Bosomworth argues that a gigantic redistribution from the bottom to the top has begun. "Gradual inflation has a numbing effect. It impoverishes the lower and middle class, but they don't notice," says Bosomworth. He believes that the Germans' fear of inflation is more than justified.
For the past five years, governments from Berlin to London and from Brussels to Washington have been in crisis mode. They rescued the banks in 2007 and 2008, then they stimulated the economy and, since 2010, have threatened to drown in their own debts. The burdens are being pushed up the line, from private investors to central banks and government bailout funds. But this doesn't make the debts any smaller. In fact, the opposite is true, as the example of Greece and other countries shows.
Governments Accepting Higher Inflation
Since September, when the central banks of the United States, the euro zone, Great Britain and Japan jointly announced their intention to pump even more cheap money into the financial markets, the people have become increasingly aware of the growing influence of highly indebted governments on central banks. They also recognize that governments seem to be willing to accept higher inflation if it facilitates debt reduction.

§ **SET OF TASKS**
A. In the inflation excerpt, what kind of effect does Bosomworth say gradual inflation has?
B. Please reproduce the inflation excerpt's wording between "Governments Accepting Higher" and "facilitates debt reduction.", inclusive.

§ **LISTED ENTRIES**
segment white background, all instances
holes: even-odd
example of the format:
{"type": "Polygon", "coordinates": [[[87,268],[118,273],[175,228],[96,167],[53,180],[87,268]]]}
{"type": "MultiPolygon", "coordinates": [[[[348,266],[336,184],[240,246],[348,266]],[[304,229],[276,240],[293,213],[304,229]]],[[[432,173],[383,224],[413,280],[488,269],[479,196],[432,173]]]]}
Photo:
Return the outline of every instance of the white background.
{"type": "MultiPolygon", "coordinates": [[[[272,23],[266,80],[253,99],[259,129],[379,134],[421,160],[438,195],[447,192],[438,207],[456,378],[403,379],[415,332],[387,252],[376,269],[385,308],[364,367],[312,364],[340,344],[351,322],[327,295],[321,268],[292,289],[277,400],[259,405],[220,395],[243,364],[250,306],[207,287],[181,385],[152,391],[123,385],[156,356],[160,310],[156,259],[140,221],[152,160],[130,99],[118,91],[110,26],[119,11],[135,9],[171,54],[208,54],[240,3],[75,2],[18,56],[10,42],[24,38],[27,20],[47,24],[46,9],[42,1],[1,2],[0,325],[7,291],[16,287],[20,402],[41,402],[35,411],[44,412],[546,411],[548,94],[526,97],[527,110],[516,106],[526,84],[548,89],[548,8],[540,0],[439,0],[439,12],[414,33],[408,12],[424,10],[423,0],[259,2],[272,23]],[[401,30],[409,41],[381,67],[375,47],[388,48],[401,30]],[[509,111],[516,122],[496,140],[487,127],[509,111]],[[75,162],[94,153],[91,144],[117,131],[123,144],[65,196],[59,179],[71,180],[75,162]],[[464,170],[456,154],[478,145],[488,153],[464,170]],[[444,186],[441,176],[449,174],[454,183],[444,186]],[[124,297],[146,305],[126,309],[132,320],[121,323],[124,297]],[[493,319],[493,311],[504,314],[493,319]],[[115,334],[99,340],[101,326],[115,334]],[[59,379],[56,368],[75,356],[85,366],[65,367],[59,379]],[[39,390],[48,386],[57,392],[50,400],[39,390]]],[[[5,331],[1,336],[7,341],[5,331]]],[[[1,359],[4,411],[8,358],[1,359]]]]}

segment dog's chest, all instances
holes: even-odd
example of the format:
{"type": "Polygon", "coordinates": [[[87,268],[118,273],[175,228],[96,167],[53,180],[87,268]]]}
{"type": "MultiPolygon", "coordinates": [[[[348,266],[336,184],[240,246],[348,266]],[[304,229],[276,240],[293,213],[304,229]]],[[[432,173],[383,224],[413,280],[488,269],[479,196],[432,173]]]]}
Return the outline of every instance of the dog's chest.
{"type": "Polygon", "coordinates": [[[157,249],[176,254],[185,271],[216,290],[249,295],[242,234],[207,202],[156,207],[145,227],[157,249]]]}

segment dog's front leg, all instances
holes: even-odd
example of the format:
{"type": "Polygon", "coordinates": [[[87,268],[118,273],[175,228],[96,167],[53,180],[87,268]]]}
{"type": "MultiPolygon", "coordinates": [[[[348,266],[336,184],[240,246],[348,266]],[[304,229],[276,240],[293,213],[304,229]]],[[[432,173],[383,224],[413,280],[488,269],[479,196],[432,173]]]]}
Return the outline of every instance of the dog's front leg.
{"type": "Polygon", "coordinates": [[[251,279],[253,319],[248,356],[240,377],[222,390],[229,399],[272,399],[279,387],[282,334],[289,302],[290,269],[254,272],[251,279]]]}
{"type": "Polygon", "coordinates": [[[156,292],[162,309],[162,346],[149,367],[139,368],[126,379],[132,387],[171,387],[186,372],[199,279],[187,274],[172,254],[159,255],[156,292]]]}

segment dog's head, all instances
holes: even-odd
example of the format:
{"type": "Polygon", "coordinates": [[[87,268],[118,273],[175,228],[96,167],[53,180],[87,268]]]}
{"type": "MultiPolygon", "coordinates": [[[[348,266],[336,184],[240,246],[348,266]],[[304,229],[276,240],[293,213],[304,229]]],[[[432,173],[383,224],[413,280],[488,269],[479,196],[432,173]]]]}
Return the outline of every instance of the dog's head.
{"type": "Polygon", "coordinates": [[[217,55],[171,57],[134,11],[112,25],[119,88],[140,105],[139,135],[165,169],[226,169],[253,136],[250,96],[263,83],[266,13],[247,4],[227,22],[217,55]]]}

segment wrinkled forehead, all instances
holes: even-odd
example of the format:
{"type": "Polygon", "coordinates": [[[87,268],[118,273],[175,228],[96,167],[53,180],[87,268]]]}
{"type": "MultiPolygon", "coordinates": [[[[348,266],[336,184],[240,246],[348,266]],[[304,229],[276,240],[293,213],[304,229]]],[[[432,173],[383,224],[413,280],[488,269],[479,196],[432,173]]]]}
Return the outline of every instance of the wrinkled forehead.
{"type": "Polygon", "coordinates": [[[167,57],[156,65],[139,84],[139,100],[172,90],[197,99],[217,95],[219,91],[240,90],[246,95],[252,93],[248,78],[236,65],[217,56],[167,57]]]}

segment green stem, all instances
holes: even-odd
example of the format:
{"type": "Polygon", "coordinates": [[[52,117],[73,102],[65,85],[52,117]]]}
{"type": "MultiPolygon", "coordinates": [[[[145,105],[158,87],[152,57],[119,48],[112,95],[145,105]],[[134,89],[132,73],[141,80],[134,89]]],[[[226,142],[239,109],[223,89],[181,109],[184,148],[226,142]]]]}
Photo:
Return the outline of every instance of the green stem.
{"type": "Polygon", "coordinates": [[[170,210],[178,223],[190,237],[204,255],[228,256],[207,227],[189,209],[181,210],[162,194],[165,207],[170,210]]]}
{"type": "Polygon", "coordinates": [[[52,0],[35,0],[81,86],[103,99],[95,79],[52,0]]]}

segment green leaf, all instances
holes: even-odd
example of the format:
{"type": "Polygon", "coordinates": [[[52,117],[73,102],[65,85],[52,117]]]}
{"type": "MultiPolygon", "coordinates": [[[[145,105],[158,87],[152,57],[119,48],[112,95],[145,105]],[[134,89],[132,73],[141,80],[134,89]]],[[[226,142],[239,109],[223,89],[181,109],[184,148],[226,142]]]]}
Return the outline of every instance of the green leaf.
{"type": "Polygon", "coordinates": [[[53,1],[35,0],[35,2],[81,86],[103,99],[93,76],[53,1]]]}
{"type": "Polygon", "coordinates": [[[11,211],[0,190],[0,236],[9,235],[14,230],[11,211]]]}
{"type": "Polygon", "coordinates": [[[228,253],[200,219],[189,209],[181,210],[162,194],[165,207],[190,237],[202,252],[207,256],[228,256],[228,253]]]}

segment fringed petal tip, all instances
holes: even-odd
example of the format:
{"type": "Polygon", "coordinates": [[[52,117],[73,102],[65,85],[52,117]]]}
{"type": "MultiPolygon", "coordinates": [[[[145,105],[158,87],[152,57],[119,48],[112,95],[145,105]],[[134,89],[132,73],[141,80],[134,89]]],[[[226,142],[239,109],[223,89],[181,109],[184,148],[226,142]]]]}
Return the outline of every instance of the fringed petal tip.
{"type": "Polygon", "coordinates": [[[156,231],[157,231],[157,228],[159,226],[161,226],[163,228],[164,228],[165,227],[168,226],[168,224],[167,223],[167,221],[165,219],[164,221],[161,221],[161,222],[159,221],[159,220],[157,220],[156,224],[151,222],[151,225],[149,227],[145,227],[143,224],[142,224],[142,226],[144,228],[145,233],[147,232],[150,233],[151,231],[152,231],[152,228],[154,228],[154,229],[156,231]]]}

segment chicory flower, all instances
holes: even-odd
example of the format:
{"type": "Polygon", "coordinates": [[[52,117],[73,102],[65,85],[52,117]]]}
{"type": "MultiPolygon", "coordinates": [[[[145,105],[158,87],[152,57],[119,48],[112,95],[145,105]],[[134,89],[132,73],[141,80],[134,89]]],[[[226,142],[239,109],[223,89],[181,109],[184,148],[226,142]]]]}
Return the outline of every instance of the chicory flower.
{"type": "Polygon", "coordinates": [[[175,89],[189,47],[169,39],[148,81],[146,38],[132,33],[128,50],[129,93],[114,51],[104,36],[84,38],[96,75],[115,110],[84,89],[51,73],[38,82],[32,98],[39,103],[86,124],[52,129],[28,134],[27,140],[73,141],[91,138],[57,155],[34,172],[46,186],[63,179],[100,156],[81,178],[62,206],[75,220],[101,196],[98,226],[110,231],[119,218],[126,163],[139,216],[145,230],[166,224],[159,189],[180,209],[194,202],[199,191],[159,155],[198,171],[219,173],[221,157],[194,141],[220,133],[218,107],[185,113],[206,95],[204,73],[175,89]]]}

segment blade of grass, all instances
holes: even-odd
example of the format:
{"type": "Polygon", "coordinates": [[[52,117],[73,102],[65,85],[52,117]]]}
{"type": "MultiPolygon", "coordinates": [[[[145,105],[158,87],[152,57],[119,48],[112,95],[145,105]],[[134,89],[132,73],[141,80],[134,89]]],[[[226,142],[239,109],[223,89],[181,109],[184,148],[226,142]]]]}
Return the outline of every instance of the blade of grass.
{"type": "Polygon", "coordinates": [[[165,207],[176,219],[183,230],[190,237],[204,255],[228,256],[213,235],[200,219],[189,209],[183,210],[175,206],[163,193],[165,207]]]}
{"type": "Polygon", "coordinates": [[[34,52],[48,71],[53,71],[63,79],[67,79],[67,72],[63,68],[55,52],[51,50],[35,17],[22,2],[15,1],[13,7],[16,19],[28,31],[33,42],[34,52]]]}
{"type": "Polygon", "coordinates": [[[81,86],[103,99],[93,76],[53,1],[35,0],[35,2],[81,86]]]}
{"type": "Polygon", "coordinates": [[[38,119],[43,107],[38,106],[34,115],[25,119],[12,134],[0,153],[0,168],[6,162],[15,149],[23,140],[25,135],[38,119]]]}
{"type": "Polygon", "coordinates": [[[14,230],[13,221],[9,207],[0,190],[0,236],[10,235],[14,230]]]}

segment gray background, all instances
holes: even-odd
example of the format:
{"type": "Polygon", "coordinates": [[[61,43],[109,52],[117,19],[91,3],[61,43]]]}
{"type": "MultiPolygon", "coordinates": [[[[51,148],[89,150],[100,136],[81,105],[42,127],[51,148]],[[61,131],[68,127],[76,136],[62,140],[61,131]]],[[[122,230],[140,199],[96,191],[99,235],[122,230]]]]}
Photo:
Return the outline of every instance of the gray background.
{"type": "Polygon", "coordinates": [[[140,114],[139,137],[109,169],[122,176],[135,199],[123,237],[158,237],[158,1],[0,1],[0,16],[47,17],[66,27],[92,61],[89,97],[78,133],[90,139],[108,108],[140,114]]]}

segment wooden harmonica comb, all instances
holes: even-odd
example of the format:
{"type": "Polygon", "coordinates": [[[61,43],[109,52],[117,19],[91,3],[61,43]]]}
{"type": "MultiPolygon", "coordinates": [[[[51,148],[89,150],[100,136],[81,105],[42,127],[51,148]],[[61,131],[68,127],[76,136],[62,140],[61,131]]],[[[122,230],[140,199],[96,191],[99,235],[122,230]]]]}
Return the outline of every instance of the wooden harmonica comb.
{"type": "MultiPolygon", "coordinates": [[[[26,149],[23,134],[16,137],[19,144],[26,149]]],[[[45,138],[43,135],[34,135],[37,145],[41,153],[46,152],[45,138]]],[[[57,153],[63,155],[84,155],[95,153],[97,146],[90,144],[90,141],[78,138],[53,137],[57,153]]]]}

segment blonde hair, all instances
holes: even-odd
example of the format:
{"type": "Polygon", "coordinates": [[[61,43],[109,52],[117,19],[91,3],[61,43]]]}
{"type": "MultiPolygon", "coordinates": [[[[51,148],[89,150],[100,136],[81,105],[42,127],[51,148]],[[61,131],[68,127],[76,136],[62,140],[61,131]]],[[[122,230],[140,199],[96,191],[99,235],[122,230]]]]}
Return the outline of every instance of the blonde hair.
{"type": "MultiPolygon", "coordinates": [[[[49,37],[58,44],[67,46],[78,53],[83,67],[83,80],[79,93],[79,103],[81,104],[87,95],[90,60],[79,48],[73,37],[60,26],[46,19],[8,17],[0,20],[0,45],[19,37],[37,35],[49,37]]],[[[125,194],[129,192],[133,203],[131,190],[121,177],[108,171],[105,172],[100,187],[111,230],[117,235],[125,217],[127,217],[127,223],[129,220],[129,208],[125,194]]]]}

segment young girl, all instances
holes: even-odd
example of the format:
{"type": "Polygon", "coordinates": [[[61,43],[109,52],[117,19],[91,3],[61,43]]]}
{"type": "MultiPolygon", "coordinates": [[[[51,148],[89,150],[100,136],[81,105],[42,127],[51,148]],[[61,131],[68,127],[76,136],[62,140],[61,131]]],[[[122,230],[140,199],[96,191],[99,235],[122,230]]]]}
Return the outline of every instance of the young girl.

§ **OUTPUTS IN ORDER**
A. A numbing effect.

B.
Governments Accepting Higher Inflation
Since September, when the central banks of the United States, the euro zone, Great Britain and Japan jointly announced their intention to pump even more cheap money into the financial markets, the people have become increasingly aware of the growing influence of highly indebted governments on central banks. They also recognize that governments seem to be willing to accept higher inflation if it facilitates debt reduction.